Exercise details.
Starting at the first entry below, repeat all the data word for word and drop the pictures.

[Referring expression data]
▬▬▬▬▬▬
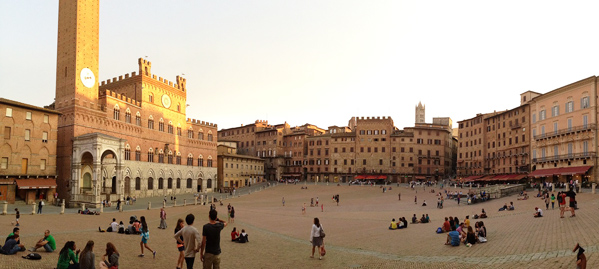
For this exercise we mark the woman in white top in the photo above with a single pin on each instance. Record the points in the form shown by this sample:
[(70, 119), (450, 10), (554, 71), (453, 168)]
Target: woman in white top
[(315, 238)]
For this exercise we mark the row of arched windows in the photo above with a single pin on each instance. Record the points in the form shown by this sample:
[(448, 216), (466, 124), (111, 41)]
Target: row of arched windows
[(170, 129)]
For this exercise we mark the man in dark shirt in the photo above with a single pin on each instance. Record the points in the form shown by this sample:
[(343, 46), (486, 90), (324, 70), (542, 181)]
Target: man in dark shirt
[(210, 249)]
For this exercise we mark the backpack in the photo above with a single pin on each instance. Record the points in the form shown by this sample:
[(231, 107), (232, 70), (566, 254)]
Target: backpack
[(32, 256)]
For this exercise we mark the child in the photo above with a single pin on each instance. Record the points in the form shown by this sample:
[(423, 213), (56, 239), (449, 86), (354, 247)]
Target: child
[(18, 216)]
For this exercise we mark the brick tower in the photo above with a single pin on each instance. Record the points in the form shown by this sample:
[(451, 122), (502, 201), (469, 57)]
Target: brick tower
[(76, 77)]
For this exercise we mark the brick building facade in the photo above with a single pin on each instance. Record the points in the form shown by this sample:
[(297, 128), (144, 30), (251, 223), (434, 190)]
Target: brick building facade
[(128, 136), (27, 152)]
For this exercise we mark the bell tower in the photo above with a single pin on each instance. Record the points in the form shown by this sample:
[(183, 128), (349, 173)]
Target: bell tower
[(77, 54), (77, 90)]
▬▬▬▬▬▬
Output for this exercise.
For this exercise we mark the woman in white top in the photo above with a single pin on each instance. Record the points in the form shown by this sample:
[(70, 119), (450, 10), (554, 71), (453, 168)]
Target: woman in white top
[(315, 238)]
For this exercise we mark the row of arched windows in the photo above with a single pin on each instance. Record the points in the form shown by this sample:
[(448, 216), (466, 124), (111, 41)]
Target: row of arched windows
[(170, 129)]
For this exercise we mark the man in dark shirt in the photo above with a single pin on each instance. Record the points in the form shown by this sample:
[(343, 46), (486, 90), (324, 70), (542, 181)]
Target: man in dark shirt
[(210, 249)]
For this exercise we mark the backpack in the photo above with a single pin on each instance. Record the points in the form shown by this sample:
[(231, 107), (232, 70), (566, 254)]
Target: backpack
[(32, 256)]
For this exercise we mark the child in the photo above with a single pin on each instance. Record the points in the form shown by this sample:
[(423, 213), (56, 239), (449, 86), (354, 247)]
Target: child
[(18, 216)]
For this exercise we mark the brick tower in the photo above with a single pin on each instance. Record the points in the form shown by this sample:
[(451, 122), (502, 201), (469, 57)]
Target: brick tower
[(76, 77)]
For this exercise we mark the brick building facade in the photo above with a single pin on each instance. Record the points in the form shown by this sample:
[(297, 128), (144, 30), (251, 223), (434, 190)]
Target: brick building facade
[(128, 136), (27, 152)]
For this exercise we mark the bell tower in the photo above with a single pin on each instance. Record the points in the form shown by this sample:
[(183, 128), (349, 173)]
Target: bell tower
[(77, 54), (77, 90)]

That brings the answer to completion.